- **EXERCISE GOAL**
Give back every row below line for line, leaving out the pictures.

- **MATERIAL TO PROCESS**

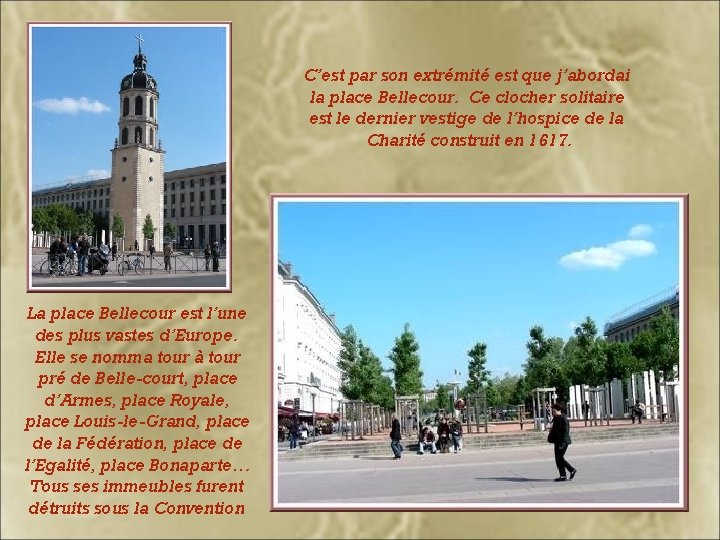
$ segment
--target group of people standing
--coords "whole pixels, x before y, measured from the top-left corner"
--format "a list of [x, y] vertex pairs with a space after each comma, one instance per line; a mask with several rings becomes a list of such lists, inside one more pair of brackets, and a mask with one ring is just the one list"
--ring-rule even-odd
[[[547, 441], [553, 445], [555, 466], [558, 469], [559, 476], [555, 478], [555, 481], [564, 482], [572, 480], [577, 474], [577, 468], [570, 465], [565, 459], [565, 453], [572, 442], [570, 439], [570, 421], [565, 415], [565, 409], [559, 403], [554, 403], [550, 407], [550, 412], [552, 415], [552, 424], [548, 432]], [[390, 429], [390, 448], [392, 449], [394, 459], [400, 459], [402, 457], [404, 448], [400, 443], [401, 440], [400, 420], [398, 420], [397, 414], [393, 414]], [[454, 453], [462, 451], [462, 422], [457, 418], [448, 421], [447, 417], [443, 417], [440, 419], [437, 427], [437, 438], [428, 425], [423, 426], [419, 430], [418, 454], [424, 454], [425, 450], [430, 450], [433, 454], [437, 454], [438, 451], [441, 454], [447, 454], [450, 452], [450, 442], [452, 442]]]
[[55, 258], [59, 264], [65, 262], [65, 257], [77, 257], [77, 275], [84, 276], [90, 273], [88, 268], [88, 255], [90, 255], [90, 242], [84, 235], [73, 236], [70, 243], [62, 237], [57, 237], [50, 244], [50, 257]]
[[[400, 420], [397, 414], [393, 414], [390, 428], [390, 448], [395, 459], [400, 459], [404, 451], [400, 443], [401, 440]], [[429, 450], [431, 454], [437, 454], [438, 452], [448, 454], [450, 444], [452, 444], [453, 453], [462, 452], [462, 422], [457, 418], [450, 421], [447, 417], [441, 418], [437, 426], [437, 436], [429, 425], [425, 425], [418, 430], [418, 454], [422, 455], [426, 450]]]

- **SOLVED PROBLEM**
$ segment
--target group of people standing
--coords "whole pixels, x before y, measured from the top-left corner"
--format "a list of [x, y] vertex pairs with a space after each comma, one instance per line; a mask with several rings becomes a list of such lists, inside one more pair of brackets, and a mask with one ring is just the one list"
--ring-rule even-odd
[[[547, 441], [553, 445], [555, 466], [558, 469], [559, 476], [555, 478], [555, 481], [564, 482], [572, 480], [577, 474], [577, 468], [570, 465], [565, 459], [565, 453], [572, 442], [570, 439], [570, 421], [565, 415], [565, 409], [559, 403], [554, 403], [550, 407], [550, 412], [552, 415], [552, 424], [548, 432]], [[390, 429], [390, 448], [392, 449], [394, 459], [400, 459], [402, 457], [404, 448], [400, 443], [401, 440], [400, 420], [398, 420], [397, 414], [393, 414]], [[454, 453], [462, 451], [462, 422], [457, 418], [448, 421], [447, 417], [443, 417], [440, 419], [437, 427], [437, 438], [428, 425], [423, 426], [419, 430], [418, 454], [424, 454], [425, 450], [430, 450], [433, 454], [437, 454], [438, 451], [441, 454], [447, 454], [450, 452], [450, 442], [452, 442]]]
[[55, 258], [59, 264], [65, 262], [65, 257], [77, 257], [77, 275], [84, 276], [90, 273], [88, 268], [88, 255], [90, 255], [90, 242], [84, 235], [73, 236], [70, 243], [62, 237], [57, 237], [50, 244], [50, 257]]
[[[400, 420], [397, 414], [393, 414], [390, 428], [390, 448], [395, 459], [400, 459], [404, 451], [400, 443], [401, 440]], [[429, 450], [431, 454], [437, 454], [438, 452], [448, 454], [450, 444], [452, 444], [453, 453], [462, 452], [462, 422], [457, 418], [450, 421], [447, 417], [441, 418], [437, 426], [437, 436], [429, 425], [425, 425], [418, 430], [418, 454], [422, 455], [426, 450]]]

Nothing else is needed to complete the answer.